## Task description:
Could you format everything from the start of the records down to and including the line containing "point(717, 373)" as a numbered list, skipping blank lines and leaving the pictures out?

## Given information:
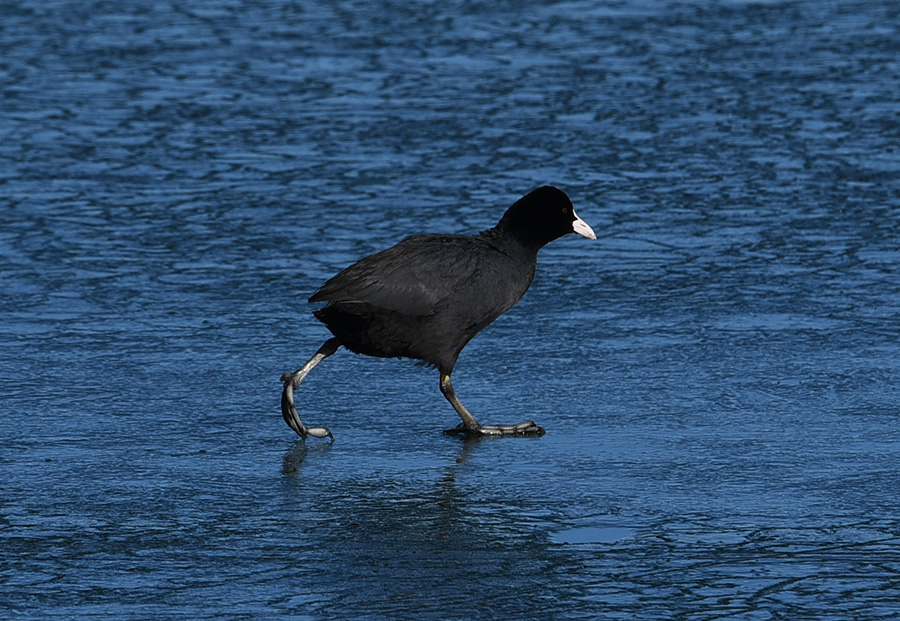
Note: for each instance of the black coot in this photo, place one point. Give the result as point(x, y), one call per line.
point(426, 297)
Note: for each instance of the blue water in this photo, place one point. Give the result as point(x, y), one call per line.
point(717, 373)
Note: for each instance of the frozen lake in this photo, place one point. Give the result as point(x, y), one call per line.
point(717, 374)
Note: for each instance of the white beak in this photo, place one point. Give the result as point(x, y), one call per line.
point(581, 227)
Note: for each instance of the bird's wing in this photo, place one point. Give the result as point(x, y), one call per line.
point(412, 277)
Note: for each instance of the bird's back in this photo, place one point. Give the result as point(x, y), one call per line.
point(426, 297)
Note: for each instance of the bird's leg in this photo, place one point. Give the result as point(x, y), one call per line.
point(293, 380)
point(472, 428)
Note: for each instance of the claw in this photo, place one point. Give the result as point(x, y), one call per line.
point(528, 428)
point(292, 381)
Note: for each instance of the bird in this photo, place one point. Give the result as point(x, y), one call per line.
point(428, 296)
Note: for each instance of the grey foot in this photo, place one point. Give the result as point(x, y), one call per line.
point(528, 428)
point(292, 417)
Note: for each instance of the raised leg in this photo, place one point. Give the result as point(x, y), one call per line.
point(293, 380)
point(472, 428)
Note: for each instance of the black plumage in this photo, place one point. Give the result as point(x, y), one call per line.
point(429, 295)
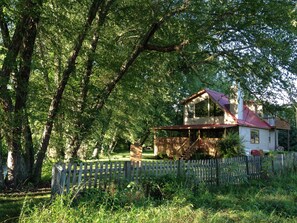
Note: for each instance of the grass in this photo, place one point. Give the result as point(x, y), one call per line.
point(12, 204)
point(166, 200)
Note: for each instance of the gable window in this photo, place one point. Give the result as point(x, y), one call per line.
point(201, 108)
point(214, 109)
point(207, 108)
point(255, 137)
point(190, 110)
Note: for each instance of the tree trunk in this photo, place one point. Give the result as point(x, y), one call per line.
point(81, 129)
point(18, 171)
point(29, 148)
point(56, 100)
point(79, 126)
point(1, 164)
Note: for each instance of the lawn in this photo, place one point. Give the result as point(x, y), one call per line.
point(167, 200)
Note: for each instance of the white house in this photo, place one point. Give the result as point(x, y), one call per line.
point(208, 115)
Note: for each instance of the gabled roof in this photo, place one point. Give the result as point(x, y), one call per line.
point(250, 119)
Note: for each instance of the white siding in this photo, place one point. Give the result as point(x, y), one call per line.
point(226, 119)
point(263, 144)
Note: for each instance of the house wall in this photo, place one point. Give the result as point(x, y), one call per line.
point(267, 139)
point(226, 119)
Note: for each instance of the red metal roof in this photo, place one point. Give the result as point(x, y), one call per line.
point(250, 119)
point(204, 126)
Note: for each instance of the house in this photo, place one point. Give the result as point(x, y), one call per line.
point(208, 116)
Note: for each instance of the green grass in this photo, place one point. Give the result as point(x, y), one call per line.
point(166, 200)
point(12, 204)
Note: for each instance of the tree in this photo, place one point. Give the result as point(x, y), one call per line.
point(64, 65)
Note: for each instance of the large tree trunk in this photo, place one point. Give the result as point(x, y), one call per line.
point(17, 170)
point(1, 163)
point(143, 44)
point(56, 100)
point(79, 126)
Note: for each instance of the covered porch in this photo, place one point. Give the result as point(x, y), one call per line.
point(183, 141)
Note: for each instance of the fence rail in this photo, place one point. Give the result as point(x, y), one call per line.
point(212, 171)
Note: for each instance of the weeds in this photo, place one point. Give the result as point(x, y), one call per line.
point(169, 200)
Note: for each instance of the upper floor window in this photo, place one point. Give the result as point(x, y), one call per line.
point(207, 108)
point(201, 108)
point(255, 137)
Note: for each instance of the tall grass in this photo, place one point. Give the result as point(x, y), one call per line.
point(168, 200)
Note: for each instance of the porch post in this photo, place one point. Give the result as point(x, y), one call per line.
point(288, 140)
point(155, 143)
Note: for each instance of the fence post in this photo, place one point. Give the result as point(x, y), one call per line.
point(56, 187)
point(55, 183)
point(127, 170)
point(247, 167)
point(217, 172)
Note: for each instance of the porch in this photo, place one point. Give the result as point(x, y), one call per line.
point(182, 142)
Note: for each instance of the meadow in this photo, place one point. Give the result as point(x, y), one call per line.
point(170, 200)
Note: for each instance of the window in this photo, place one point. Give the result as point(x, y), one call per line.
point(190, 111)
point(207, 108)
point(255, 139)
point(201, 108)
point(215, 110)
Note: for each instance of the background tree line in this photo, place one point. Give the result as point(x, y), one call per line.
point(92, 73)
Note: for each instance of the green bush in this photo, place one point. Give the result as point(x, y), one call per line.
point(231, 145)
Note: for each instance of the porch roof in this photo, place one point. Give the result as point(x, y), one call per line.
point(203, 126)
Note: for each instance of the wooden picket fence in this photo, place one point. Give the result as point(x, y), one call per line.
point(211, 171)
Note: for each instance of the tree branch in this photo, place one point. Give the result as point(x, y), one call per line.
point(166, 49)
point(4, 29)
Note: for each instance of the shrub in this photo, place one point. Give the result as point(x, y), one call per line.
point(231, 145)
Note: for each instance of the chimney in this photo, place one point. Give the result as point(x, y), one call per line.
point(236, 101)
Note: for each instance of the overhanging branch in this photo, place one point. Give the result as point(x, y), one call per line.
point(169, 48)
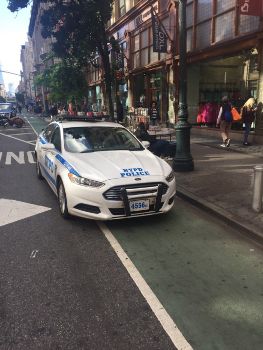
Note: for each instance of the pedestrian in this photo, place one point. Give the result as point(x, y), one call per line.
point(248, 114)
point(224, 121)
point(154, 114)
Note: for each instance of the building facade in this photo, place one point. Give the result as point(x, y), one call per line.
point(224, 56)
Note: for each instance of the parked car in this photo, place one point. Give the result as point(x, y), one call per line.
point(100, 170)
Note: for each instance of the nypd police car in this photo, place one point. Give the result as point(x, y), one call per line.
point(100, 170)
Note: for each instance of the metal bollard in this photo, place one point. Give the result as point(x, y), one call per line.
point(258, 188)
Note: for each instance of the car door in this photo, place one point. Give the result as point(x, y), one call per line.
point(44, 138)
point(50, 157)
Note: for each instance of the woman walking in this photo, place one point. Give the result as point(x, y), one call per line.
point(224, 120)
point(248, 114)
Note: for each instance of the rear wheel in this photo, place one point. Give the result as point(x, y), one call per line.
point(62, 201)
point(39, 173)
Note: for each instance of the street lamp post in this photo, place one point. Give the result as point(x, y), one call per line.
point(183, 160)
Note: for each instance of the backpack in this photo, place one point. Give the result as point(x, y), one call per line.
point(227, 114)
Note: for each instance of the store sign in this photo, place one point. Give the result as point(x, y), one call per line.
point(159, 36)
point(144, 16)
point(251, 7)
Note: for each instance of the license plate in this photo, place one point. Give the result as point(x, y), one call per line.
point(140, 205)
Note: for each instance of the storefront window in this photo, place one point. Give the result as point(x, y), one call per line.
point(145, 38)
point(136, 42)
point(144, 57)
point(122, 7)
point(248, 24)
point(203, 32)
point(153, 55)
point(136, 59)
point(189, 15)
point(224, 26)
point(189, 36)
point(224, 5)
point(204, 10)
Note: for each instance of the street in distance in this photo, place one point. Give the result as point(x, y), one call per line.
point(100, 170)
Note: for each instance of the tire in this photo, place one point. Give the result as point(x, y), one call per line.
point(19, 123)
point(39, 173)
point(62, 201)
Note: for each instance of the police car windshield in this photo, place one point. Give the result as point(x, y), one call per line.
point(96, 138)
point(5, 106)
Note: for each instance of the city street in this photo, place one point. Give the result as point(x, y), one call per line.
point(79, 284)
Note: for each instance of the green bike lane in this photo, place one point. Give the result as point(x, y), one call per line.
point(207, 276)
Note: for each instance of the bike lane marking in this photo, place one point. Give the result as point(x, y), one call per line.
point(162, 315)
point(208, 278)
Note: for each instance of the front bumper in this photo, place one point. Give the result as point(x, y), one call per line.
point(96, 204)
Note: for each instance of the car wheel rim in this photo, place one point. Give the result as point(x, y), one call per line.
point(38, 169)
point(62, 199)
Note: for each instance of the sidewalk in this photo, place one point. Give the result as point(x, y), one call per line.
point(222, 181)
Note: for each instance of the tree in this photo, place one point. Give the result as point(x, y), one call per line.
point(65, 82)
point(79, 30)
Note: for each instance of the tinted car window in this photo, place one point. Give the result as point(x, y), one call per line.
point(48, 132)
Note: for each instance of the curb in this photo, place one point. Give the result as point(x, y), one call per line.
point(245, 229)
point(230, 149)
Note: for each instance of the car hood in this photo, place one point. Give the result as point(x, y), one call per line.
point(6, 111)
point(108, 165)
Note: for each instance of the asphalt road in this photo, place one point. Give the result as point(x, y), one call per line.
point(62, 286)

## Solution to the problem:
1. Note: for each instance of the black coot in this photo, place one point. Give the result as point(x, y), one call per line.
2. point(426, 297)
3. Note: for each instance of the blue water in this photo, place one point. Give the result as point(x, y), one call per line.
4. point(717, 373)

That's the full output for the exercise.